_Document segment_

....

In order for such a perfume to succeed, it had to appeal in a different way, to work for anosmics and also to satisfy the rest of us as a true perfume does – with complexity and evolution, and by triggering that precise trigeminal response that tells an anosmic—yes! There’s something new on my skin!
So there is…because right away, Eau Pear Tingle announces its presence with the tingling sensation you might know from Vick’s Vapo-Rub or Tiger Balm…nothing nearly so obvious but emphatically present – soft, sensuous and simultaneously warm and cool at once – and even more surprising is that sensation on your skin stays with you for as long as the scent itself, and really, how great is that?
Wait! It gets better! But first, let me hear you scream…
Eau Pear Tingle as a perfume is best classified as a fruity-floral-oriental, which tends to make perfume bloggers break out in verbal hives, if not howls of derision for their sheer, unavoidable ubiquity in the mainstream perfume market. So before I’m pelted with rotting bottles of Giorgio Beverly Hills, may I say that this is Kedra Hart, darlings, and with two notable exceptions, no one does fruit+floral better. Combined with the uniqueness of being able to feel it, it takes the concept of wearing perfume to a multi-sensory experience you won’t find anywhere else.
It starts green and minty, effervescent and slightly astringent to the nose – the spearmint that gives it that effect on skin – and in seconds, what smells like a tropically flavored cocktail of pear, pineapple and coconut starts dancing away, even though neither pineapple nor coconut are listed in the notes. Lime/linden blossom and jasmine must give my nose that impression, and they are thick, heady and truly luscious to behold – and not indolic in the slightest. What next happens as the flowers and fruit fade to sensuous green embers is a woody, elegant, vintage feel of the musk, pine and a glorious sandalwood – an accord I’ve begun to recognize in many of Opus Oils’ perfumes as a definite signature.

....

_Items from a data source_
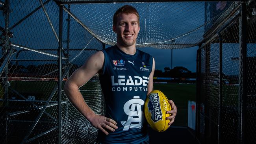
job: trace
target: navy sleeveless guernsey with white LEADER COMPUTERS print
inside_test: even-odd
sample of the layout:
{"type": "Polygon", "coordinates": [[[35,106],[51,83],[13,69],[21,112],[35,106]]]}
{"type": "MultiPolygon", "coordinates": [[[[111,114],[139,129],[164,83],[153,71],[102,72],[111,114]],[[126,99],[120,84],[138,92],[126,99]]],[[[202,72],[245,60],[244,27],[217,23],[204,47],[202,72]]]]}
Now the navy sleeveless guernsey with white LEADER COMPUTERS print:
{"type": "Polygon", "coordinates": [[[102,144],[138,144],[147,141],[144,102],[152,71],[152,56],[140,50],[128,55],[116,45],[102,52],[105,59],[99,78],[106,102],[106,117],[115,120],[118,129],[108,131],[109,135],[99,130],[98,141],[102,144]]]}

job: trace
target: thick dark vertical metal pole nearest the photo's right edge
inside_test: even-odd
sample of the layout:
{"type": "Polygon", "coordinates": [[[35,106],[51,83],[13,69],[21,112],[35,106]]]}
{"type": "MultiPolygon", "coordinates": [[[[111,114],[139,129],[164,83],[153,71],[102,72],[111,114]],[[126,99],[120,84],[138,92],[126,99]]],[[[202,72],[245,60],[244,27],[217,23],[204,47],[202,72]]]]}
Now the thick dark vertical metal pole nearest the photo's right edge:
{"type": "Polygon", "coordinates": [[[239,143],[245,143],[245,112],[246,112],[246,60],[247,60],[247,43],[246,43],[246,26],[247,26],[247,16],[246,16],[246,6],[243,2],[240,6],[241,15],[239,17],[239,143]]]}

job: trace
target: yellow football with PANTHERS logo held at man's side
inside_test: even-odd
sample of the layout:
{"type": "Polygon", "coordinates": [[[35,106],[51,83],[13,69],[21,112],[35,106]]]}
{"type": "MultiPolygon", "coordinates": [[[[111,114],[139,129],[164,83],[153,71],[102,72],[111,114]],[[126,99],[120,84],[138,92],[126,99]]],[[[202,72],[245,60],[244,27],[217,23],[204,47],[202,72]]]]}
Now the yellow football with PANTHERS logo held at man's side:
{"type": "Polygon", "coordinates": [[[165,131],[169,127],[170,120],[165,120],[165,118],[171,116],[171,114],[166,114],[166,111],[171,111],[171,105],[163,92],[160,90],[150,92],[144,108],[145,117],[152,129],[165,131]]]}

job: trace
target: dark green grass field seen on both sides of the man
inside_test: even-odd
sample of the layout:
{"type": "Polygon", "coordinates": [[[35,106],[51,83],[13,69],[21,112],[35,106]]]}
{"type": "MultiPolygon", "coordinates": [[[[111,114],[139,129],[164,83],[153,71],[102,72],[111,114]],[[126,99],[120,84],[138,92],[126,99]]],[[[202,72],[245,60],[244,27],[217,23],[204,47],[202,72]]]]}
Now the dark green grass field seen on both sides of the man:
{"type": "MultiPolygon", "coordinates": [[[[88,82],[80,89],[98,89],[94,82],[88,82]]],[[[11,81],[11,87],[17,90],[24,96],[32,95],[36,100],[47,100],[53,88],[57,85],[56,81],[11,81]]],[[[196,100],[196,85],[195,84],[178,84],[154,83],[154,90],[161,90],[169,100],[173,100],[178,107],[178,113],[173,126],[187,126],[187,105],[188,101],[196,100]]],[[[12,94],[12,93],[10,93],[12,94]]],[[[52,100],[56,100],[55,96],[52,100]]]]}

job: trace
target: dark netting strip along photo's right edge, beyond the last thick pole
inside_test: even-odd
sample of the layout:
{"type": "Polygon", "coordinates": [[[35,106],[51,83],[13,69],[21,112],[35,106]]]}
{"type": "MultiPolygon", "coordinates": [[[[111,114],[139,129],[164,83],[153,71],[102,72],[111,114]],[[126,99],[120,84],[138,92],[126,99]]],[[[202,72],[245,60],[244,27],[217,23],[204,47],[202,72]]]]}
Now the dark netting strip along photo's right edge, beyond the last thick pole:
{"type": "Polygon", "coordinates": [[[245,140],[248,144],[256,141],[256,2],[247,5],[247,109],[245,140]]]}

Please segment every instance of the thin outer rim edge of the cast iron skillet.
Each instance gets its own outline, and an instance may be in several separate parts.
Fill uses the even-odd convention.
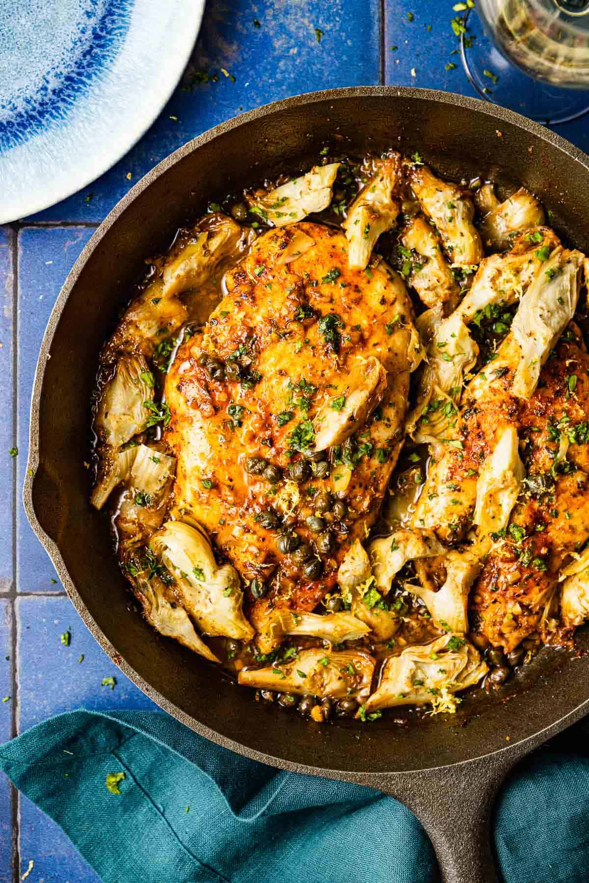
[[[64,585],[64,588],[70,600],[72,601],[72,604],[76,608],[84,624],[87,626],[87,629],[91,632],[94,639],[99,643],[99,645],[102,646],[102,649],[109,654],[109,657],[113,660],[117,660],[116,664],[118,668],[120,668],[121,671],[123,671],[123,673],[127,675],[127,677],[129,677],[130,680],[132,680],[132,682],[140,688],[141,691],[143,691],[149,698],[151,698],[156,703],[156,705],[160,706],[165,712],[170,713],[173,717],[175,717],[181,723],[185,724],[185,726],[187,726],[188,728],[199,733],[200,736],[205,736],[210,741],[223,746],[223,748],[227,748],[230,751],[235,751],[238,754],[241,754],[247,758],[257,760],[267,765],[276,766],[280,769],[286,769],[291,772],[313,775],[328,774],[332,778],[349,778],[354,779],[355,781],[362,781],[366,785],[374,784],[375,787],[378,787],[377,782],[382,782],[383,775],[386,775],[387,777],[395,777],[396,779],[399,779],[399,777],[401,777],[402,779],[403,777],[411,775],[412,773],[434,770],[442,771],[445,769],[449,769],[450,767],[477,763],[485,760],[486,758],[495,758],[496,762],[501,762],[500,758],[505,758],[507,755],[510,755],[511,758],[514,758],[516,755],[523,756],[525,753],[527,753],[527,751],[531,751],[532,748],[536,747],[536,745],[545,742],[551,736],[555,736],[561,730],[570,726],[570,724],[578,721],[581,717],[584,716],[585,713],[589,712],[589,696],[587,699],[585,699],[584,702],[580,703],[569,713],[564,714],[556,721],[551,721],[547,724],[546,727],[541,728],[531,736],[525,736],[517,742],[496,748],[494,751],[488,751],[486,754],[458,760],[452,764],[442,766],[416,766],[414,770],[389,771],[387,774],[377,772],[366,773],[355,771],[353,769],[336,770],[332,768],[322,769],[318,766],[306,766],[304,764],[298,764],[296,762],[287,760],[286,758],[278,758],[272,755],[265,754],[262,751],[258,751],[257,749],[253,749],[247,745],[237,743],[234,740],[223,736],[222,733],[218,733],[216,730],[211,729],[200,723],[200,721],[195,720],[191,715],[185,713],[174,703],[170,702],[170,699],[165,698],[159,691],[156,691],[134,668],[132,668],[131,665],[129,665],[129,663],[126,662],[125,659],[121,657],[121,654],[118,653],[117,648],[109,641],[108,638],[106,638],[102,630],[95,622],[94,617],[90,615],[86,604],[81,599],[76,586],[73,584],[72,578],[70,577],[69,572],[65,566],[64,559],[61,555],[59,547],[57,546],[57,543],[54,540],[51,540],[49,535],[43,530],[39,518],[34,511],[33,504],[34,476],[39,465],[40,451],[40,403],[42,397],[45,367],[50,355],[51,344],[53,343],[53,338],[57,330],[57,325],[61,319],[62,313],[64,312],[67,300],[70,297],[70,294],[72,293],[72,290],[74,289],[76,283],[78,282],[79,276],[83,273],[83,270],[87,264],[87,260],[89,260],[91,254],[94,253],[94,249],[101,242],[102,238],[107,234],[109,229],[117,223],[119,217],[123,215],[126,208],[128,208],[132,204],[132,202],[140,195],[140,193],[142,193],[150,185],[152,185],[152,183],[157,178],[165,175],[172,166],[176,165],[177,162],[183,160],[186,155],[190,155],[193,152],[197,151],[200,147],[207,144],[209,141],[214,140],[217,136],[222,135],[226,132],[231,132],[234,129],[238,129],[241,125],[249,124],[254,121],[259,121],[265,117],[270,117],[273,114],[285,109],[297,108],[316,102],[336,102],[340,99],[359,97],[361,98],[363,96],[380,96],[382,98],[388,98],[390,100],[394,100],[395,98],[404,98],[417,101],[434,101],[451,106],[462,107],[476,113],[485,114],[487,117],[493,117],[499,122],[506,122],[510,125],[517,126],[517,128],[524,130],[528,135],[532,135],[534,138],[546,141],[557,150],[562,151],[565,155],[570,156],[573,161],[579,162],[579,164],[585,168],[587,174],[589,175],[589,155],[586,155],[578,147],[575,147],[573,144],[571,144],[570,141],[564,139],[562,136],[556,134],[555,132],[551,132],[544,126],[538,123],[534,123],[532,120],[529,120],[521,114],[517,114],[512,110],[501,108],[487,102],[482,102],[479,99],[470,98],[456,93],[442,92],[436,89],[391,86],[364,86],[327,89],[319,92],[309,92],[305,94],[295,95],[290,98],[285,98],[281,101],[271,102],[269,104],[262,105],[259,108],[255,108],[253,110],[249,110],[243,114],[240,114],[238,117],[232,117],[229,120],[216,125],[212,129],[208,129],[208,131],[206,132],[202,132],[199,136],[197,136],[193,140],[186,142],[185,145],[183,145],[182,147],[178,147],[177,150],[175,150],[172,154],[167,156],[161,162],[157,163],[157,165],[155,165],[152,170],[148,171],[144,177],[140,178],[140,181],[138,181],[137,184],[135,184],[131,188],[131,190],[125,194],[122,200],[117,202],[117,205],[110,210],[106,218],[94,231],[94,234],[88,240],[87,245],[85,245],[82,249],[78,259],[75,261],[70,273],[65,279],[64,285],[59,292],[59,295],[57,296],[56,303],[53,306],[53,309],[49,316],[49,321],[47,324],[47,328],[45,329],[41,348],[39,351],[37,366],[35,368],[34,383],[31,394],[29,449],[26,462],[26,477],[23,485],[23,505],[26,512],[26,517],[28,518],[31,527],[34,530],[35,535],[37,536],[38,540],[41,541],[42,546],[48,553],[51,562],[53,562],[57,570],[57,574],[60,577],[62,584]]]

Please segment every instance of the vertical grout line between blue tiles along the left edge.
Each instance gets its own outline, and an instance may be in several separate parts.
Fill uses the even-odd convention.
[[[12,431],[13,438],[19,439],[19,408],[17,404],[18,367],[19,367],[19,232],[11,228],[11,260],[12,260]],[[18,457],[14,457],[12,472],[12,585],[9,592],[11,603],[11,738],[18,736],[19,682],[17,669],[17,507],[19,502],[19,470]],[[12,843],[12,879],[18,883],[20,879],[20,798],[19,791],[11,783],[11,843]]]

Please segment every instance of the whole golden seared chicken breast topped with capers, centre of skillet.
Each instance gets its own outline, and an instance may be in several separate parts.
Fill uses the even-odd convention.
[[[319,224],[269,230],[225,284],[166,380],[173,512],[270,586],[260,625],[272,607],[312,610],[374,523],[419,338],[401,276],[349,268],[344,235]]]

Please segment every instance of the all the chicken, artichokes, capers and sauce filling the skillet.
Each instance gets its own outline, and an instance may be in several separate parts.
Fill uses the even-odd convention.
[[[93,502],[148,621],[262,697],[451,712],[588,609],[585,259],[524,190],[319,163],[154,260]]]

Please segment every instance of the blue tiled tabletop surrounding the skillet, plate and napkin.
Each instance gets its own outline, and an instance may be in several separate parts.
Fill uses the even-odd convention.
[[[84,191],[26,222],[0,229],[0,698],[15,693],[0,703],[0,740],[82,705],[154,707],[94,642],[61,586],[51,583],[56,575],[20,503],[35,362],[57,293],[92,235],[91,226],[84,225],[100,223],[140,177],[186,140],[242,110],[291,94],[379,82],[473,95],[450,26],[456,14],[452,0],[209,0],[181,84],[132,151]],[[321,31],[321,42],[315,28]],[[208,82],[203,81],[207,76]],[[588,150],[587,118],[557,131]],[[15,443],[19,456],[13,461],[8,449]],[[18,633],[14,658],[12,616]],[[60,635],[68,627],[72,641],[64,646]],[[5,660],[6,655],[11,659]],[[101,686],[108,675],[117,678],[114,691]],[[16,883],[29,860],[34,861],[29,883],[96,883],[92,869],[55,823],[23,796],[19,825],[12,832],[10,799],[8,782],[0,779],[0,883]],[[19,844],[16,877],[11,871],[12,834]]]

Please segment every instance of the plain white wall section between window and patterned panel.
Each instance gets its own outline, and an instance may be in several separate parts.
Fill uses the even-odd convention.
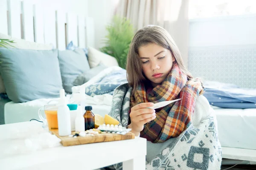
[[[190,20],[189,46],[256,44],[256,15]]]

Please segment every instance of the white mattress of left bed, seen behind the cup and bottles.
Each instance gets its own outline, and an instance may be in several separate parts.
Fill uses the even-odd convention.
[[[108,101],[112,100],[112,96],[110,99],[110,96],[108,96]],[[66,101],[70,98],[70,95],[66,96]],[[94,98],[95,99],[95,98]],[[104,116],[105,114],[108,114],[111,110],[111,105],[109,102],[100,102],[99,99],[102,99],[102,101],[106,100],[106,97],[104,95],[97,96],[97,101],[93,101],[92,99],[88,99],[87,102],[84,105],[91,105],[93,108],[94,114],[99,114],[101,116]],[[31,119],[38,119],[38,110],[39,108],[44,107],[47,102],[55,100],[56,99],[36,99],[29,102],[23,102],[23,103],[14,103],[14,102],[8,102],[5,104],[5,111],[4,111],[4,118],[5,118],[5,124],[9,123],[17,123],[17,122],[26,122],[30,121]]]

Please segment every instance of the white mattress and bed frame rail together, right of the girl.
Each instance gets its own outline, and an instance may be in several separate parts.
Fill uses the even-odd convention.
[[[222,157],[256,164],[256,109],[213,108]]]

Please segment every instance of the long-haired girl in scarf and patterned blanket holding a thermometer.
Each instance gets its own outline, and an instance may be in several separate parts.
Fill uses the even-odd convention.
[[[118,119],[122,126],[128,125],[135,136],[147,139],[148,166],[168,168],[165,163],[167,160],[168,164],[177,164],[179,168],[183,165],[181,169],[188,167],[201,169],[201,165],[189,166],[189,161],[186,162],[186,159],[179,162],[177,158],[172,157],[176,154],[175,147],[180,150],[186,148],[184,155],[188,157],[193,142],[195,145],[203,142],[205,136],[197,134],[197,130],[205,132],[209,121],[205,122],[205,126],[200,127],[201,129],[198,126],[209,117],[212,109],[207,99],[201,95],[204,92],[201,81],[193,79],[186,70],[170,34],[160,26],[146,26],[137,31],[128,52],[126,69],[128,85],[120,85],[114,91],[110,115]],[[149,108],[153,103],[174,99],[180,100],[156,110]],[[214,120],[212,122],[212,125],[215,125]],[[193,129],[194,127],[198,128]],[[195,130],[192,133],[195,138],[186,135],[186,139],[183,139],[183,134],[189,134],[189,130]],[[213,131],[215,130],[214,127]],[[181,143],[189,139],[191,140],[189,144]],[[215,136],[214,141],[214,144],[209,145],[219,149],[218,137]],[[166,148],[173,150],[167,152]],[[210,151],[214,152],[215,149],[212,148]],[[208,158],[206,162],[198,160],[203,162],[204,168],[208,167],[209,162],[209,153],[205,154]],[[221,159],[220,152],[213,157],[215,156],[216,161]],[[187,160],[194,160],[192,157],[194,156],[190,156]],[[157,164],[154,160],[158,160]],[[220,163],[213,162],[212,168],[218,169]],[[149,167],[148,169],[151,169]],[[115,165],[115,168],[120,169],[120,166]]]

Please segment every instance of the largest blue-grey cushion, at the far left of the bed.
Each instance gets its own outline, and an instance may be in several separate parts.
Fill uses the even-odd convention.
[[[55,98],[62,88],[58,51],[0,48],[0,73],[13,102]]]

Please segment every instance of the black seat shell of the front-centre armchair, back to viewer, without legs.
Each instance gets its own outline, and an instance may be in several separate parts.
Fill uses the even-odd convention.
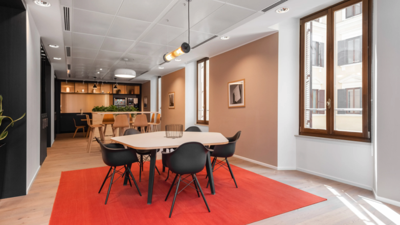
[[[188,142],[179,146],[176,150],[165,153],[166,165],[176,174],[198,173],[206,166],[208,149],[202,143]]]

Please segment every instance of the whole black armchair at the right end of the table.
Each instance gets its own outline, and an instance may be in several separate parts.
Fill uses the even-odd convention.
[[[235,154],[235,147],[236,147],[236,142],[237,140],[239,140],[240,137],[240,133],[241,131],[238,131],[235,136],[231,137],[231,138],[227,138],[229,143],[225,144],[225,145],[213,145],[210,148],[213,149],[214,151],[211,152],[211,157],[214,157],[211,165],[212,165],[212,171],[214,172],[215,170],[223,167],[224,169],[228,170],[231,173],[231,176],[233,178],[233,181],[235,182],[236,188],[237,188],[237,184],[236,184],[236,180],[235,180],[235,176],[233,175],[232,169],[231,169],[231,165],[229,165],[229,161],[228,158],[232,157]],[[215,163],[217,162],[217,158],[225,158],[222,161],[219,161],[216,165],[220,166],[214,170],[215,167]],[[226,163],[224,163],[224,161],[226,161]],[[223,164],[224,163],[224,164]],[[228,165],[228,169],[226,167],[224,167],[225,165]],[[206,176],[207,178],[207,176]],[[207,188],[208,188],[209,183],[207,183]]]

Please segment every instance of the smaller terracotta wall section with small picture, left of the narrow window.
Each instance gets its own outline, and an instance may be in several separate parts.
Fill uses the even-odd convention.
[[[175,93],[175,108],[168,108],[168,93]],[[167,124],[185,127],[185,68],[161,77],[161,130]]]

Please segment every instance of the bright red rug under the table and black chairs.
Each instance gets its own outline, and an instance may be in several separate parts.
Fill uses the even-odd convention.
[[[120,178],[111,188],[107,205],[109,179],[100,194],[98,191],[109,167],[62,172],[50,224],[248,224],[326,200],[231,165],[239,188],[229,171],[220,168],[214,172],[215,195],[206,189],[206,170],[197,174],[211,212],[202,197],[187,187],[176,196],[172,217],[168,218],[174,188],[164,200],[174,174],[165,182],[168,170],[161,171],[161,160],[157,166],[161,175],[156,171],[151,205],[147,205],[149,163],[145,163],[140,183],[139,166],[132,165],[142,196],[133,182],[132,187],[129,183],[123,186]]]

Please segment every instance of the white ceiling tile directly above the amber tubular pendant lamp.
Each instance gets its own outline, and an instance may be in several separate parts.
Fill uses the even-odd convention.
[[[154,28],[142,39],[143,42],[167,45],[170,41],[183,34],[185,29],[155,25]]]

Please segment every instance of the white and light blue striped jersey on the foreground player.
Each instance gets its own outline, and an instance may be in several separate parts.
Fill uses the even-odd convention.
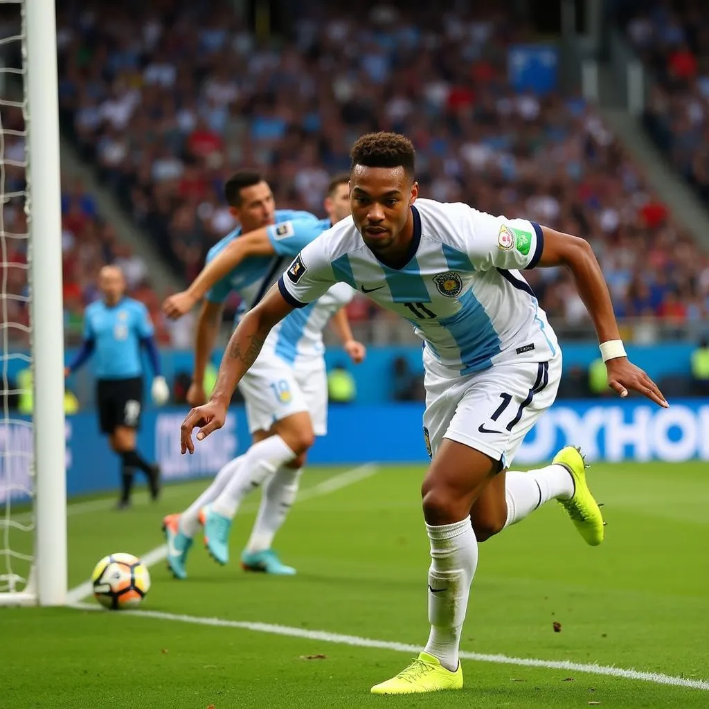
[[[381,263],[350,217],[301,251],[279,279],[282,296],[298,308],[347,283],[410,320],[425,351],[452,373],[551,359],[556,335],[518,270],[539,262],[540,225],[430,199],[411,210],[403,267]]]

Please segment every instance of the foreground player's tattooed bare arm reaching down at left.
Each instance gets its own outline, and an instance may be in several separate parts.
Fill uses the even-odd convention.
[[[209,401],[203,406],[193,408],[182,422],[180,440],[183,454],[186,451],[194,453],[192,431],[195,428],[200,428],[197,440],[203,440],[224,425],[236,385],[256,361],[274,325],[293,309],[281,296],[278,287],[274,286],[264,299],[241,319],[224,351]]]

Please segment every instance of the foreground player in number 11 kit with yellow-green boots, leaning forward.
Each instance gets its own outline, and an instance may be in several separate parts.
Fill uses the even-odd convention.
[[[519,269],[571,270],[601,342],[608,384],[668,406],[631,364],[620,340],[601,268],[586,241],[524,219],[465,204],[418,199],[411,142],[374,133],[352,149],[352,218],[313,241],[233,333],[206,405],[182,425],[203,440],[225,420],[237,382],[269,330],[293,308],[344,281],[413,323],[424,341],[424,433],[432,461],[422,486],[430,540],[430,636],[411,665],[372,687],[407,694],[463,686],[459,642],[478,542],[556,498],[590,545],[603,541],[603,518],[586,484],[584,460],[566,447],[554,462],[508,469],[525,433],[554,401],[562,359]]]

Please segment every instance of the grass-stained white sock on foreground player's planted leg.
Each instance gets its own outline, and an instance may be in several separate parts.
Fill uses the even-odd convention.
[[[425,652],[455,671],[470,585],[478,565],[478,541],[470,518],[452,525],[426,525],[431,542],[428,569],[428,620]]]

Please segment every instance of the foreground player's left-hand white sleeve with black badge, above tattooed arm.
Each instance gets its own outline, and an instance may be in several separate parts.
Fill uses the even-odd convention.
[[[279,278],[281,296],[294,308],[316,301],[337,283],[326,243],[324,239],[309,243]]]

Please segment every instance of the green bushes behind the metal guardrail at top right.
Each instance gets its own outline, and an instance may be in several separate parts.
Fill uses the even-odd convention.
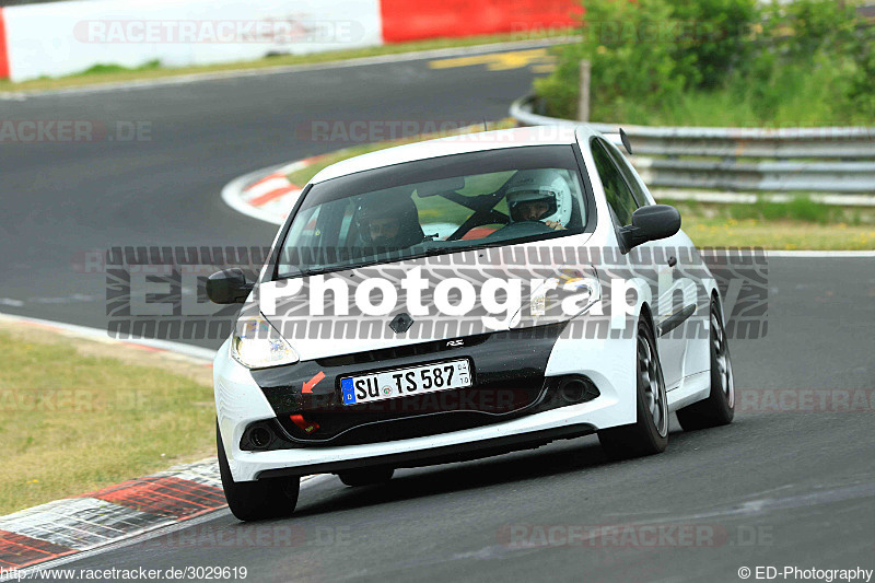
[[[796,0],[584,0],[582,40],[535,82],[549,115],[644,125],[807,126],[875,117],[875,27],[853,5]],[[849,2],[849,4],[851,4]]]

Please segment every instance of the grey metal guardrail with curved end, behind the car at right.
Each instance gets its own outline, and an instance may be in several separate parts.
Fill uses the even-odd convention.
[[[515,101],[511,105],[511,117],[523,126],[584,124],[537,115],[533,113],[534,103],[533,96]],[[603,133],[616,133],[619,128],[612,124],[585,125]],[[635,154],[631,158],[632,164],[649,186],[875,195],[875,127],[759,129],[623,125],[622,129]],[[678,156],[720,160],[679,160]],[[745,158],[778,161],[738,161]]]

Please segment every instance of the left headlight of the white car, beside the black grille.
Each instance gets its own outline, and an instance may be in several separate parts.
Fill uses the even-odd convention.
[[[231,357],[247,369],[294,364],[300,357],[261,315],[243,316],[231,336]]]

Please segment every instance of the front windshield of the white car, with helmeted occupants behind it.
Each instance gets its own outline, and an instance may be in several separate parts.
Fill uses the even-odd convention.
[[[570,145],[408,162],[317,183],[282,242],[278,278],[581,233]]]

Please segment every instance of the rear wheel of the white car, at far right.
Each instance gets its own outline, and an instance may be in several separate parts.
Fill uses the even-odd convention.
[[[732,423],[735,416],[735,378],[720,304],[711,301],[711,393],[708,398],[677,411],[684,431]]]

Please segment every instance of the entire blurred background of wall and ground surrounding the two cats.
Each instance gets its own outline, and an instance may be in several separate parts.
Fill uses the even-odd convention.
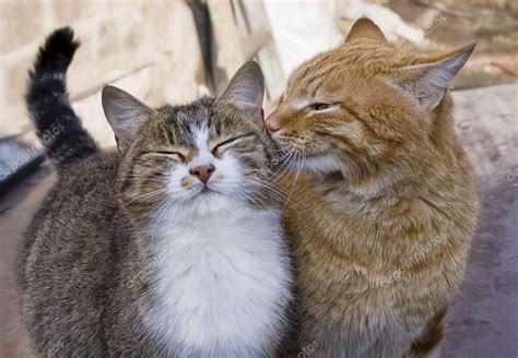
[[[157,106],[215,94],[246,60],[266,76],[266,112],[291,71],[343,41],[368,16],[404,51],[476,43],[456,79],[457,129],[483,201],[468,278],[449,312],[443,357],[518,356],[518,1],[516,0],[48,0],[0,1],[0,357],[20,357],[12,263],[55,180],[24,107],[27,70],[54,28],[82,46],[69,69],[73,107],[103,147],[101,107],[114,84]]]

....

_Action item A_
In the perfume review, what classification is given for Eau Pear Tingle as a perfume?
_Action item B_
Print the passage of the perfume review starting with "In order for" and going on through "on my skin!".

_Answer A_
It is best classified as a fruity-floral-oriental.

_Answer B_
In order for such a perfume to succeed, it had to appeal in a different way, to work for anosmics and also to satisfy the rest of us as a true perfume does – with complexity and evolution, and by triggering that precise trigeminal response that tells an anosmic—yes! There’s something new on my skin!